━━━ Document source
Rem jij voor duiven?” Tu freines toi quand tu vois des pigeons ?

 

Cette question, qui peut paraître anodine, m’a fait sourire et réfléchir. Elle est très représentative de l’attitude des Néerlandais à vélo, enfin surtout de celle des Amstellodamois.

 

Mesdames et Messieurs, l’Amstellodamois lancé sur son vélo de bon matin, à l’heure de pointe, n’est pas là pour conter fleurette. Il a juste la rage, la caféine qui gargouille et le coup de pédale bien féroce. Il ne freinera ni pour les piétons, ni pour les voitures, ni pour les poussettes (bon si allez, je freine un peu quand même), ni pour les feux rouges, ni pour les pigeons, et accélèrera même à la vue d’un touriste (ah chic ! Un touriste qui traverse sans regarder, tiens je vais lui faire peur). J’exagère à peine. TOUT, je dis bien absolument tout, ce qui fera entrave à son parcours et le forcera à mettre pied à terre (summum de l’horreur) lors de son périple sera considéré comme un obstacle à annihiler.

 

Quand le danger et la collision se font imminents, on entendra des coups de sonnettes de vélo saccadés et fortement irrités, suivis de copieuses insultes ou jurons. On se cogne, on se frotte, on s’engueule, et si les montures et les corps sont toujours intacts, chacun continuera sa route à 100 km/h comme si de rien n’était. Et on ne se retourne pas, surtout.

 

La seule règle tacite que j’ai rarement vue enfreinte, c’est de doubler quelqu’un par la droite. Faut pas pousser quand même.
━━━━━━
━━━ Données extraites
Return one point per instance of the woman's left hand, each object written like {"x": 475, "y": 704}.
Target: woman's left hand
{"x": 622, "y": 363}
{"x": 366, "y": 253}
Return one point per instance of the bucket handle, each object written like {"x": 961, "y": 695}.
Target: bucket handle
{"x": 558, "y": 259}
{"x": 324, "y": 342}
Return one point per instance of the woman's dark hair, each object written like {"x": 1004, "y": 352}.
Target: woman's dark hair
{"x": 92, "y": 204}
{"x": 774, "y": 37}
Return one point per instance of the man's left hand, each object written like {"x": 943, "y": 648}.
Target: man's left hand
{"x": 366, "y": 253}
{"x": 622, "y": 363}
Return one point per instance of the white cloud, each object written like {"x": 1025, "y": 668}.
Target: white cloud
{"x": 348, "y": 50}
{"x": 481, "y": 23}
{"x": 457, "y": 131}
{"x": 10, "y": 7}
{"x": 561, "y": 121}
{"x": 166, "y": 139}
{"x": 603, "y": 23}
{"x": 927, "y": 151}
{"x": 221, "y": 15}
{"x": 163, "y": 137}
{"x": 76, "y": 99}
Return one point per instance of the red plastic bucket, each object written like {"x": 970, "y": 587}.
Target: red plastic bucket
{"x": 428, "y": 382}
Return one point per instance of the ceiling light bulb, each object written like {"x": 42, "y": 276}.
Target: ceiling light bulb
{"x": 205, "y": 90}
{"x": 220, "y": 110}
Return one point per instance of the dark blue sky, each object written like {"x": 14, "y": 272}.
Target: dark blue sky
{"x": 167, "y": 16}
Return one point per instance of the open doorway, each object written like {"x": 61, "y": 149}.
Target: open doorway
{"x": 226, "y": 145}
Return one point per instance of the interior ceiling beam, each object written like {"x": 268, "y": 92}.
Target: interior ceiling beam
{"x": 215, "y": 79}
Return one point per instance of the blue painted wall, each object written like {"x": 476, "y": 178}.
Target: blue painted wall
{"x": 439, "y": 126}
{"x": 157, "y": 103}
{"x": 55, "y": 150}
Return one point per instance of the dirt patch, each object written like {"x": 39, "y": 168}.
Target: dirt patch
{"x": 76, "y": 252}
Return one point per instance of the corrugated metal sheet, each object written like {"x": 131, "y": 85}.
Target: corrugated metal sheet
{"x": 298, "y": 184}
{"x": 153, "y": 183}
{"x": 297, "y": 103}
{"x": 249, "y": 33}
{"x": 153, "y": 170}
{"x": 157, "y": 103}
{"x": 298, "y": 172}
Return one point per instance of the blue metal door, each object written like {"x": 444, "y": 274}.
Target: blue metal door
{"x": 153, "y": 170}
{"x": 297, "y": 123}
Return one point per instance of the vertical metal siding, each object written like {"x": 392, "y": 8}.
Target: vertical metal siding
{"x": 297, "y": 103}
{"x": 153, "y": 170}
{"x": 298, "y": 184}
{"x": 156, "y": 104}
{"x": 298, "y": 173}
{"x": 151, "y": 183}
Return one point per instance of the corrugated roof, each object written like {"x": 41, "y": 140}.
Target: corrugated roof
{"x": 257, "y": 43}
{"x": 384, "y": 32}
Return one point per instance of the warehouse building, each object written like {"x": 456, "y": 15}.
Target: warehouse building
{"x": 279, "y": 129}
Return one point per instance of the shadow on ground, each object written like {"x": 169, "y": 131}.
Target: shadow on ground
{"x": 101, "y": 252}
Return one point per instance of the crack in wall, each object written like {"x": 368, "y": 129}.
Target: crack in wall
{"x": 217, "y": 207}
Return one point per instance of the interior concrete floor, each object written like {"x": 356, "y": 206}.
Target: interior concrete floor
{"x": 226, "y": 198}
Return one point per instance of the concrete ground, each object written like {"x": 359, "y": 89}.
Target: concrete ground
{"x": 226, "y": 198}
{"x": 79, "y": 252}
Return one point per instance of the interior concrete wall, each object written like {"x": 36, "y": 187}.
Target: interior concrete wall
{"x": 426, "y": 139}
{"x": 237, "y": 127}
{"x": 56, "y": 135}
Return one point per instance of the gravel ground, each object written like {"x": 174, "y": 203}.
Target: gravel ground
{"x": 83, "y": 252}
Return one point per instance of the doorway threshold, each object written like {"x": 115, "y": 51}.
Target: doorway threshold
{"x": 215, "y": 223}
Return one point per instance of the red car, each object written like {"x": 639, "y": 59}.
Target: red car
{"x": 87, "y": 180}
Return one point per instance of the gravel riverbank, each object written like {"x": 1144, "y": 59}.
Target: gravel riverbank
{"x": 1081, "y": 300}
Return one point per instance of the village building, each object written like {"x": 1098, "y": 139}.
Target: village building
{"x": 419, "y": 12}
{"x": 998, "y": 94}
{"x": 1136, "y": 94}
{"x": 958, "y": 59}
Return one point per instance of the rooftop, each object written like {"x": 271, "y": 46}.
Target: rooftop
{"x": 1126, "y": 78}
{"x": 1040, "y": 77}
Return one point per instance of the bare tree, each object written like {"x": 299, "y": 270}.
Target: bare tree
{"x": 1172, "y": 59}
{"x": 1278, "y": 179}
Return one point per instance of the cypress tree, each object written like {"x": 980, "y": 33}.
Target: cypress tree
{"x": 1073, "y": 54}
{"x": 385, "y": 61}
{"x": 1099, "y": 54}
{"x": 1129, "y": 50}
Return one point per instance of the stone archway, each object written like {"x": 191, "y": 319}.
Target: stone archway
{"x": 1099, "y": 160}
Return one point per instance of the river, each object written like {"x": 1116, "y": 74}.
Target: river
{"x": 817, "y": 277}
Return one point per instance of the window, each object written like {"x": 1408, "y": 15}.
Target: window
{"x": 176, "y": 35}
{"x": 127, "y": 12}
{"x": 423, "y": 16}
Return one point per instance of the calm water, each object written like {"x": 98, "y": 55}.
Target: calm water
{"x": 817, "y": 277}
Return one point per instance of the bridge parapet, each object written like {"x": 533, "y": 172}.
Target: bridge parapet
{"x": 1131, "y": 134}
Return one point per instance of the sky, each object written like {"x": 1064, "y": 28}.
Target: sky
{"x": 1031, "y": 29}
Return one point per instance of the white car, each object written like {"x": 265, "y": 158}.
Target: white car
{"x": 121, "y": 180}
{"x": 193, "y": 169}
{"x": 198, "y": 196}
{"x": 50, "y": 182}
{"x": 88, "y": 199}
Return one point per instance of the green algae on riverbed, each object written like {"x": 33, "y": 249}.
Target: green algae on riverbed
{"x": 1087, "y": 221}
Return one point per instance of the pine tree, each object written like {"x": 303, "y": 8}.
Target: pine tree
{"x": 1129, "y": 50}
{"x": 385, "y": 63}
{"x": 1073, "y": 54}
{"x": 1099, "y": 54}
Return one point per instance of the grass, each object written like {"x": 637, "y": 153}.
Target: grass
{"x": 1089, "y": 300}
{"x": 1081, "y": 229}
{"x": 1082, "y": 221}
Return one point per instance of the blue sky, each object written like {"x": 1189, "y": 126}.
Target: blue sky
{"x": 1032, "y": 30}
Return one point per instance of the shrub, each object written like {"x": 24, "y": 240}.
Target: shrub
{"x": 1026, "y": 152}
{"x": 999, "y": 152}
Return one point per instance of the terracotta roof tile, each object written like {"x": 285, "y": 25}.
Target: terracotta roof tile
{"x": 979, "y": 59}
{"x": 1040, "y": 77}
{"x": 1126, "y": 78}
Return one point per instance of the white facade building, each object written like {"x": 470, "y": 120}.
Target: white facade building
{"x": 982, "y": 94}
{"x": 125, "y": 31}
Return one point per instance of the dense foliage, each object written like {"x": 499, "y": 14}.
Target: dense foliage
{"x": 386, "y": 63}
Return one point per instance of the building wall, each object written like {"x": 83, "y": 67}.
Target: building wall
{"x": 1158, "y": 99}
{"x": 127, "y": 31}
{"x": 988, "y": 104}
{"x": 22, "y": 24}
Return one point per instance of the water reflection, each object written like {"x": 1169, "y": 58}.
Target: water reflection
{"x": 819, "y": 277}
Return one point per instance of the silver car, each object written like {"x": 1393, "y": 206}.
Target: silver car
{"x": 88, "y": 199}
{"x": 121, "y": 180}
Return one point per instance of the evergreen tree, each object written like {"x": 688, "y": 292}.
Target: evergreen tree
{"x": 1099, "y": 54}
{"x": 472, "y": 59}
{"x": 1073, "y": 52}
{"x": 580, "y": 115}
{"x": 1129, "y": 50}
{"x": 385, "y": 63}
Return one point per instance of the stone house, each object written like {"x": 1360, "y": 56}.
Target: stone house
━━━━━━
Objectif A: Devant quoi l'Amstellodamois ne freinera-t-il pas, d'après le texte sur les cyclistes d'Amsterdam ? Donnez la liste complète.
Objectif B: Le texte sur les cyclistes d'Amsterdam confirme-t-il chacune de ces affirmations ? Répondez par oui ou par non, avec les mots décisifs du texte cités à l'identique : (i) le cycliste amstellodamois accélère en voyant un touriste ; (ii) après un accrochage sans dégâts, chacun se retourne avant de repartir ; (iii) la règle tacite rarement enfreinte interdit de doubler par la gauche.
Objectif C: Poursuivez le texte sur les cyclistes d'Amsterdam après sa dernière phrase.

Réponse attendue A: Les piétons, les voitures, les poussettes, les feux rouges et les pigeons.

Réponse attendue B:
(i) Oui : « accélèrera même à la vue d’un touriste ».
(ii) Non : « Et on ne se retourne pas, surtout. »
(iii) Non : « c’est de doubler quelqu’un par la droite ».

Réponse attendue C:
Autre fait remarquable : ce sentiment d’invincibilité, limite teinté d’arrogance. On entendra souvent des “Pfff je suis né sur un vélo !” ou “Pfff je suis Néerlandais moi !” à toute remarque relative à la sécurité en deux roues. Tornade, pluie battante, neige, peu importe : jamais sans mon deux-roues. Je suis né sur un vélo, donc les accidents, c’est pour les autres (comprendre : tous les non-Néerlandais). Et surtout, on ne porte pas de casques, c’est naze, c’est pour les expats et les touristes.

 

On notera aussi cette incroyable capacité à faire tout et n’importe quoi sur son vélo : je fais du vélo sans les mains, j’ai la musique à fond dans mes écouteurs, je zigzague sur le verglas, je pédale dans la tempête (avec ou sans parapluie), j’ai mon enfant debout sur le porte bagage arrière, je traîne ma valise à côté, je tiens mes packs de bière d’une main sur le porte-bagage, je pédale avec mes béquilles dans une main et mon plâtre dans l’autre, je ramène le vélo de ma cops en pédalant, et, tiens pourquoi pas : j’ai une planche à repasser sous le bras…

 

Des performances de cirque tous les jours, mais sans filet de sécurité. Parce que, ben, je suis Néerlandais.